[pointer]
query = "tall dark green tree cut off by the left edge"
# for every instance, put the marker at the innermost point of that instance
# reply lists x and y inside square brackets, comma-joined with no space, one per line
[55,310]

__AIM OF THE TASK__
Write out every entry exactly as given.

__RESPONSE__
[pointer]
query = "tall dark green tree cut off by the left edge"
# for every instance, put the marker at the innermost point of that instance
# reply lists x and y inside square brackets, comma-joined with no space, one per line
[55,310]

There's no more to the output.